> [YOUR GOAL]:
Could you reproduce, from the records below, everything from the line with "Could you please point to the white t-shirt" down to the line with "silhouette? Indicate one point per instance.", keeping both of those lines and changing nothing?

> [MATERIAL FOR THIS EXERCISE]:

------------------------------------------------

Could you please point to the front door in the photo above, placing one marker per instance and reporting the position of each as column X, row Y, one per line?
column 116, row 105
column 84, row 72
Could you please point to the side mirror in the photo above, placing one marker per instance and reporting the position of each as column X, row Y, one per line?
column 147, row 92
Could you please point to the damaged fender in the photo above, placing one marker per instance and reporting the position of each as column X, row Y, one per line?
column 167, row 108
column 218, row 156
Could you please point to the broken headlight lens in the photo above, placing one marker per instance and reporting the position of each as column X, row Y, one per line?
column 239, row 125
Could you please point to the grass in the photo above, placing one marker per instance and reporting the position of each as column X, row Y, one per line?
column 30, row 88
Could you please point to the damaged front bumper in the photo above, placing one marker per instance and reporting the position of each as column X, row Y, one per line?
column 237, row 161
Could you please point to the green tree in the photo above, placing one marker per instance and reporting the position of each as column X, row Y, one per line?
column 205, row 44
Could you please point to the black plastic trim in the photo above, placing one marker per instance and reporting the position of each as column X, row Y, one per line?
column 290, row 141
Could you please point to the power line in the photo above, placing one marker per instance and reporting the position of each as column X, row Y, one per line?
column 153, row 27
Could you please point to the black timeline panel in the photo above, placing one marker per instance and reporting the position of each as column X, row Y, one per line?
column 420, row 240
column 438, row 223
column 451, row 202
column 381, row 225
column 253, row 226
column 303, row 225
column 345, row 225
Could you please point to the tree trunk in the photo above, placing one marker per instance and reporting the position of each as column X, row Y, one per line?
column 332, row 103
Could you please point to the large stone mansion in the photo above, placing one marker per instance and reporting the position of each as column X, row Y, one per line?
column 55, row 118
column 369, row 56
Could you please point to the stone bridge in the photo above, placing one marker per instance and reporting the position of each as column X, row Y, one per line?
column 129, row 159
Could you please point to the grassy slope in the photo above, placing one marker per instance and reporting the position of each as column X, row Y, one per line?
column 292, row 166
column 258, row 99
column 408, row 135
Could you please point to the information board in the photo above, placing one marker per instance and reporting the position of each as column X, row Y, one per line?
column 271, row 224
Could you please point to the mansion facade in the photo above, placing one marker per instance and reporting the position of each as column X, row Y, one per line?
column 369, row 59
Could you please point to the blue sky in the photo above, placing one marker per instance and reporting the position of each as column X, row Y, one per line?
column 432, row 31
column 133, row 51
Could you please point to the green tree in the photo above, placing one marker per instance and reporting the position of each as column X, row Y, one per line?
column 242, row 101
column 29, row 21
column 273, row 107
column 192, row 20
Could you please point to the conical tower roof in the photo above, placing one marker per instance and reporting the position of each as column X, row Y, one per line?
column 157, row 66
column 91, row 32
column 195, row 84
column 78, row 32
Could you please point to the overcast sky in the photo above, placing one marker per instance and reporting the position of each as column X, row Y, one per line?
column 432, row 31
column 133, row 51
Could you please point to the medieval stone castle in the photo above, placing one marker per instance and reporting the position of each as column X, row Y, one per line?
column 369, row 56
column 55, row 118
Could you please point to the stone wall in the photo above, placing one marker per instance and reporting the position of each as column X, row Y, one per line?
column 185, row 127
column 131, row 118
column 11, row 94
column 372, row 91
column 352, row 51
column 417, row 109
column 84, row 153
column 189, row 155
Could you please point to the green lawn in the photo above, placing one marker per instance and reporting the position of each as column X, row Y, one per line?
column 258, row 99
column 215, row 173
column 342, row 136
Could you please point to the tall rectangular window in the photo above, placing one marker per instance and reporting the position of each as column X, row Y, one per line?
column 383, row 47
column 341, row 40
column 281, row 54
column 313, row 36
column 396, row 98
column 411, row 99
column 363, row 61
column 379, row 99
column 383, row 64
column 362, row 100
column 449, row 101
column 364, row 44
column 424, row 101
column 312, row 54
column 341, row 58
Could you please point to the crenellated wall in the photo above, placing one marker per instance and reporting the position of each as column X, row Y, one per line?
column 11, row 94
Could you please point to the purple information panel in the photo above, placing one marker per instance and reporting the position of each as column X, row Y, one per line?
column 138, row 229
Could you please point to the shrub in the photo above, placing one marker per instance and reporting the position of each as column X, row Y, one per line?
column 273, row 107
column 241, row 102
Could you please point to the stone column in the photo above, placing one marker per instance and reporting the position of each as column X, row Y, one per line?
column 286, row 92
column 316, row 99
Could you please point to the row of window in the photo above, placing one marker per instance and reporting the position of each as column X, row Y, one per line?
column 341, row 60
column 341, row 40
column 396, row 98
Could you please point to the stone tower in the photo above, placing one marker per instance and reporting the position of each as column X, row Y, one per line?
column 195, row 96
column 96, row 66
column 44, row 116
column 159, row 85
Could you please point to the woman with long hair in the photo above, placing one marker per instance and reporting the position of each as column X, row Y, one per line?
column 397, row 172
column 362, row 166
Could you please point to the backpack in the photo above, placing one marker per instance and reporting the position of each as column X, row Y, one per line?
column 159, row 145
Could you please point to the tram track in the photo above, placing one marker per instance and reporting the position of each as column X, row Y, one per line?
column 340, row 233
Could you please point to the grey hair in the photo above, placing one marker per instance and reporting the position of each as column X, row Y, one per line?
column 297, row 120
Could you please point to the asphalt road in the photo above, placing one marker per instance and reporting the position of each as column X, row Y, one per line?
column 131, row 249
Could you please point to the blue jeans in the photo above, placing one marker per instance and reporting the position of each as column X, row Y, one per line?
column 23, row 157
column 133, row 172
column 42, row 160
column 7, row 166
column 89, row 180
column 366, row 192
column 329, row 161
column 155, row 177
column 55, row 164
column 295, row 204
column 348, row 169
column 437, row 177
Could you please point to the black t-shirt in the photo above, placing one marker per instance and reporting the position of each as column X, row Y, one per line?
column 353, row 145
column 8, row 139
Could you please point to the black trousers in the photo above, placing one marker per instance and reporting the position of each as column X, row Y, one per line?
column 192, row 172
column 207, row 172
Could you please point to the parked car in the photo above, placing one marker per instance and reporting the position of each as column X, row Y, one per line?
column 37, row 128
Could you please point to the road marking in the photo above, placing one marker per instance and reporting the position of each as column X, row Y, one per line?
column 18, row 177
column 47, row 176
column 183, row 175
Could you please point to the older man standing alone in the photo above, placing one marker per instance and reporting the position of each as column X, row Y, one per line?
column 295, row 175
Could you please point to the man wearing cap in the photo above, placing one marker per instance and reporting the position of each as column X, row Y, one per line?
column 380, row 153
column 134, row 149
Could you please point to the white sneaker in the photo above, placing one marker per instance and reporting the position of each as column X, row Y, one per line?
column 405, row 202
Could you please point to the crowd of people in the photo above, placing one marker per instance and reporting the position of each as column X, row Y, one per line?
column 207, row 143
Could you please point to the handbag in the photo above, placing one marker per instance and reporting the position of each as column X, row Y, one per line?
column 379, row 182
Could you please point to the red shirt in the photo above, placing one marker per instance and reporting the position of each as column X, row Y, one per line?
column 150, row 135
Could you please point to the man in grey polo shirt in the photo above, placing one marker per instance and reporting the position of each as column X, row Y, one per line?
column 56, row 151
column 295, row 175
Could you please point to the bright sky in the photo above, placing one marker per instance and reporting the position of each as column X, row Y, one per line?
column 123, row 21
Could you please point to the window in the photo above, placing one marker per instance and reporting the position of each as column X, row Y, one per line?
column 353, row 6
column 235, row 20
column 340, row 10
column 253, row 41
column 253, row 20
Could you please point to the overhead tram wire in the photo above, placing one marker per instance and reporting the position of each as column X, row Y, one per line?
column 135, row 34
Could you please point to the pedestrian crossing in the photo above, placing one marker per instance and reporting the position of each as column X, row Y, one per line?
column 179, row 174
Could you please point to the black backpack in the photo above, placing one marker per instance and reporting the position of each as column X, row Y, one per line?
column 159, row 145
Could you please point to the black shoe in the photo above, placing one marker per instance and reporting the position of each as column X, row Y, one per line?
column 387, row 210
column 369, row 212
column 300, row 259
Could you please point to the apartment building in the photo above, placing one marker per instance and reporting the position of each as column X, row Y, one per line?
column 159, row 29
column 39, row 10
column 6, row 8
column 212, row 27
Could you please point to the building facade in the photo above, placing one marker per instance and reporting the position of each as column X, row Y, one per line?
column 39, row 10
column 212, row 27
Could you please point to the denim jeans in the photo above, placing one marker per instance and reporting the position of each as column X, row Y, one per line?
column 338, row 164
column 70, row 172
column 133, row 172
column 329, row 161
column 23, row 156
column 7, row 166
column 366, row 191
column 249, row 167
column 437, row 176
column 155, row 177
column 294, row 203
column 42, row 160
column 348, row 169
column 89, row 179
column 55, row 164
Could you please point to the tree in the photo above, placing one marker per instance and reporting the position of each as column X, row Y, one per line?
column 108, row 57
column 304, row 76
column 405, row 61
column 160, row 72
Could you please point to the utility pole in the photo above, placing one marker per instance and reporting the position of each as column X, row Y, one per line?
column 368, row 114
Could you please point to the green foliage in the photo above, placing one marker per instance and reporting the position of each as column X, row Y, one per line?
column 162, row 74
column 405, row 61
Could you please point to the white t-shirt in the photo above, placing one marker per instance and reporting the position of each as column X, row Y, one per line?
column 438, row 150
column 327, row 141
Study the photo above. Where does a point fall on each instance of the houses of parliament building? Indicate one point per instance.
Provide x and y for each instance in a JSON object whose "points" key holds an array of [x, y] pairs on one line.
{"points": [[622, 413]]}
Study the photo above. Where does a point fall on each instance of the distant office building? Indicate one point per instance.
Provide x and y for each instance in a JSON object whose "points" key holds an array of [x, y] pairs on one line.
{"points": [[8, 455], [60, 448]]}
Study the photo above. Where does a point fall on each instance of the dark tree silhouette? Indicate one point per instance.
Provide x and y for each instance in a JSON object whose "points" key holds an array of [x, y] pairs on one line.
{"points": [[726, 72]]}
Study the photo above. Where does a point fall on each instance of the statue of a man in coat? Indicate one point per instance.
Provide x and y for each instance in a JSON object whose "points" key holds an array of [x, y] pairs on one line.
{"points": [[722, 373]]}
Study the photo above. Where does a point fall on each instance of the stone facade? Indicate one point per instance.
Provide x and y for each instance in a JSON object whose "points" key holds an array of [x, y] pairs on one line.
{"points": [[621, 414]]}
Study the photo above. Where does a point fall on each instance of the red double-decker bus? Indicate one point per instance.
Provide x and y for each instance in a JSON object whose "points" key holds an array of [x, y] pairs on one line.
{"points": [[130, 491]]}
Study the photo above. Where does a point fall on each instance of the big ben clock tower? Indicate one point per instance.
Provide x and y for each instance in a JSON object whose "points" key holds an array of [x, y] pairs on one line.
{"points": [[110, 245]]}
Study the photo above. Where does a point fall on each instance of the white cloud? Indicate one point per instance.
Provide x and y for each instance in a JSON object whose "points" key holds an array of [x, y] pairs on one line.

------------------------------------------------

> [RESPONSE TO THE EXERCISE]:
Could you please point to the white t-shirt in the photo above, placing one marker per instance and reporting the position of each as column X, row Y, one per line?
column 438, row 150
column 327, row 141
Study the photo above. Where does a point fall on each instance of the houses of parliament building? Indicate one point per instance.
Provide x and y for each instance in a JSON object whose "points" key holds an array of [x, y] pairs on one line.
{"points": [[622, 413]]}
Study the photo above. Where does a point fall on each instance of the distant office building? Indicate one point per instance.
Provide x and y for each instance in a JSON object whose "points" key holds an array of [x, y] pairs on one line.
{"points": [[8, 455], [60, 448]]}
Study the photo above. Where does a point fall on each instance of the dark tree silhouette? Indicate one point per instance.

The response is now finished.